[Start DATA ROWS]
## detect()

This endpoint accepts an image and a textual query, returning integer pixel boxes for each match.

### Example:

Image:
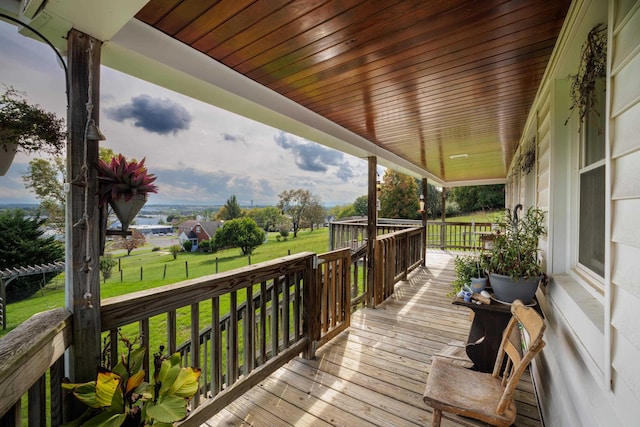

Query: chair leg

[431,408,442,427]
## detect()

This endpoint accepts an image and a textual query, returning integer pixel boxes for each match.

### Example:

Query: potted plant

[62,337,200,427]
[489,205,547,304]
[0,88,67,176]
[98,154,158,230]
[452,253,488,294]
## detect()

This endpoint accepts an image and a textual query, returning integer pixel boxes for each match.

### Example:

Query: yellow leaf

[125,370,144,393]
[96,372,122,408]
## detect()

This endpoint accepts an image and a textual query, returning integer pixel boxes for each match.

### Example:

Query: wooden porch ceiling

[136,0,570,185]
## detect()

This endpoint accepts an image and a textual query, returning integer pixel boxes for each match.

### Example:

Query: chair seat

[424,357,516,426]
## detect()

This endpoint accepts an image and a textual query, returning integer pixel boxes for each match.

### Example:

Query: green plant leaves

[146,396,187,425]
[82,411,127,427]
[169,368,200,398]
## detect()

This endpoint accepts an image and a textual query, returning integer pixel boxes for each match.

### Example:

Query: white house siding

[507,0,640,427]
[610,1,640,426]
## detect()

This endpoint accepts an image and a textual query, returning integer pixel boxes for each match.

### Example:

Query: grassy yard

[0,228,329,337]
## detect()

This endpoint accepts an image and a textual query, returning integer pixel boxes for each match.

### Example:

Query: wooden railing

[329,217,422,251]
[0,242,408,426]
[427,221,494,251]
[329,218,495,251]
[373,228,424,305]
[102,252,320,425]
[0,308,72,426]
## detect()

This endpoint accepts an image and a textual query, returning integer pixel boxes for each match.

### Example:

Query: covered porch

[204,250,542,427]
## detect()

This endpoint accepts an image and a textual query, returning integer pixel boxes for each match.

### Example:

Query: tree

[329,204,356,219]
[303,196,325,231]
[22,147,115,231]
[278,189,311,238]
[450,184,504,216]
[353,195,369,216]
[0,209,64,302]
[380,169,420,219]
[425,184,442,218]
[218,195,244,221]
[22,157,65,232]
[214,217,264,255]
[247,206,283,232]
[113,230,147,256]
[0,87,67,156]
[End DATA ROWS]
[Start DATA ROWS]
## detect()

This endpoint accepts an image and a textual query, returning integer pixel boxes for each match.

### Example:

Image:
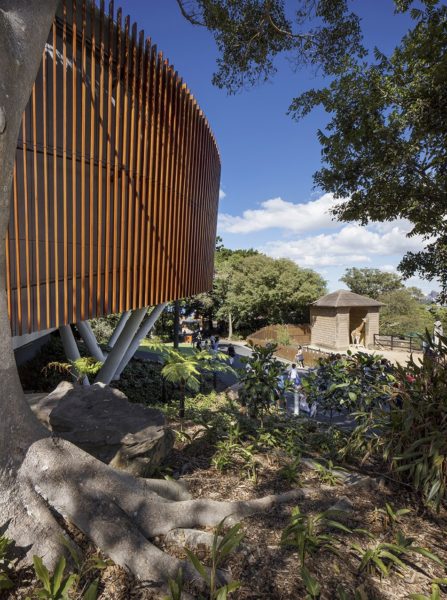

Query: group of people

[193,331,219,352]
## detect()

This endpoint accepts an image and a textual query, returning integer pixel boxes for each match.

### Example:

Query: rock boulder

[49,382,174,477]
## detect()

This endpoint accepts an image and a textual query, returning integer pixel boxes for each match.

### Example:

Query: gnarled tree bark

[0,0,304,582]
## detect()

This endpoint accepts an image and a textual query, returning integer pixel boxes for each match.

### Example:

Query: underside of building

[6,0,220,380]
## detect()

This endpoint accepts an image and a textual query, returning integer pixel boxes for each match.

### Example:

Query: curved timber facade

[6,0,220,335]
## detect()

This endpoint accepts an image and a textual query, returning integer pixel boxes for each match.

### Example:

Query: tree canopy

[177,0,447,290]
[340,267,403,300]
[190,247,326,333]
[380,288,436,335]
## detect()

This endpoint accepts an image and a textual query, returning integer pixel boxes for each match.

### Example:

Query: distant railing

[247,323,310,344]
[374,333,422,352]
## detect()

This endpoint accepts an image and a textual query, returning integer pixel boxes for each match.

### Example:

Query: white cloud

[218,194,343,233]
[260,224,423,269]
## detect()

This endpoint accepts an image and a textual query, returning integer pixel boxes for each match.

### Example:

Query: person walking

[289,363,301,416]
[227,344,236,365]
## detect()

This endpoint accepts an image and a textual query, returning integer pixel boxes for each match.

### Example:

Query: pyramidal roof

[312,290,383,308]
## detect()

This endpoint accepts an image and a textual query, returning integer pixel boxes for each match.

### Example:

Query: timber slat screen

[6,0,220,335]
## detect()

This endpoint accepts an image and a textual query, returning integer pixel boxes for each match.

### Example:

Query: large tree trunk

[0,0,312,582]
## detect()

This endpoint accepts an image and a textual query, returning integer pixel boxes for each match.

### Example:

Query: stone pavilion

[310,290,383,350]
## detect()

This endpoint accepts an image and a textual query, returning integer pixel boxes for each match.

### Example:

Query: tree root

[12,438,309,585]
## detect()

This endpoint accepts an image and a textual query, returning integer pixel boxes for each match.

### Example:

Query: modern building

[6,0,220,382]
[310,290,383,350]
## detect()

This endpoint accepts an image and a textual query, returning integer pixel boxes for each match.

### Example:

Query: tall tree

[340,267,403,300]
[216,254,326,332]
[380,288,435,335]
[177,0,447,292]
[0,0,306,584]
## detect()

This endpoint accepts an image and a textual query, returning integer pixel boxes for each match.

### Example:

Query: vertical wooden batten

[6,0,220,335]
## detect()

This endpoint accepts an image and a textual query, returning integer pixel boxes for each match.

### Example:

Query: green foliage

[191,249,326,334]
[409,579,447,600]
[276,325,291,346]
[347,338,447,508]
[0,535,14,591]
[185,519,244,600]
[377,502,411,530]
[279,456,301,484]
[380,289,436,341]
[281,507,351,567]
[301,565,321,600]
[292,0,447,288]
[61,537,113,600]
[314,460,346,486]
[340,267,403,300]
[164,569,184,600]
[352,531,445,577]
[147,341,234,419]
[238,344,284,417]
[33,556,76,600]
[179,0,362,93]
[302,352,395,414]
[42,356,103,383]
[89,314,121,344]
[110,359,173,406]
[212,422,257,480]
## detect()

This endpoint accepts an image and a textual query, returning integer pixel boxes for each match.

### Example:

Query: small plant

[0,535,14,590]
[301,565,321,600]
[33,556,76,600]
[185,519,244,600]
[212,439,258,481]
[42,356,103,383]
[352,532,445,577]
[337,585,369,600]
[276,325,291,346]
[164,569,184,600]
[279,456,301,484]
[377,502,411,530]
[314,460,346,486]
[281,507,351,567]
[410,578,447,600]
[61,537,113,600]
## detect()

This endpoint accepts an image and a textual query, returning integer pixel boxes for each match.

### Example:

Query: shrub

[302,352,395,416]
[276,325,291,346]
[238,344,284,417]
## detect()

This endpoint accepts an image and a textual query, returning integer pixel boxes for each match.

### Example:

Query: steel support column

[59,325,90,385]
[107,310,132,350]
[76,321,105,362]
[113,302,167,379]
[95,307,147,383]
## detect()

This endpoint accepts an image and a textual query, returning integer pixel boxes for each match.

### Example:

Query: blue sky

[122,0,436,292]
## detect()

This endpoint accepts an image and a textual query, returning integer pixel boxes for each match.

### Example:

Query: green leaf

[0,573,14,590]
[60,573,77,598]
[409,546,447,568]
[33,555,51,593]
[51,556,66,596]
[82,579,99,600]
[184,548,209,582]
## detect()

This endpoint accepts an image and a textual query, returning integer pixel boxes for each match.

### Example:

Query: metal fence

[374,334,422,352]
[End DATA ROWS]
§ **WHAT YOU WILL DO**:
List every line of the data above that contains the string "building".

§ **SOLUTION FOR THIS PROBLEM**:
Query: underside of building
Query: modern building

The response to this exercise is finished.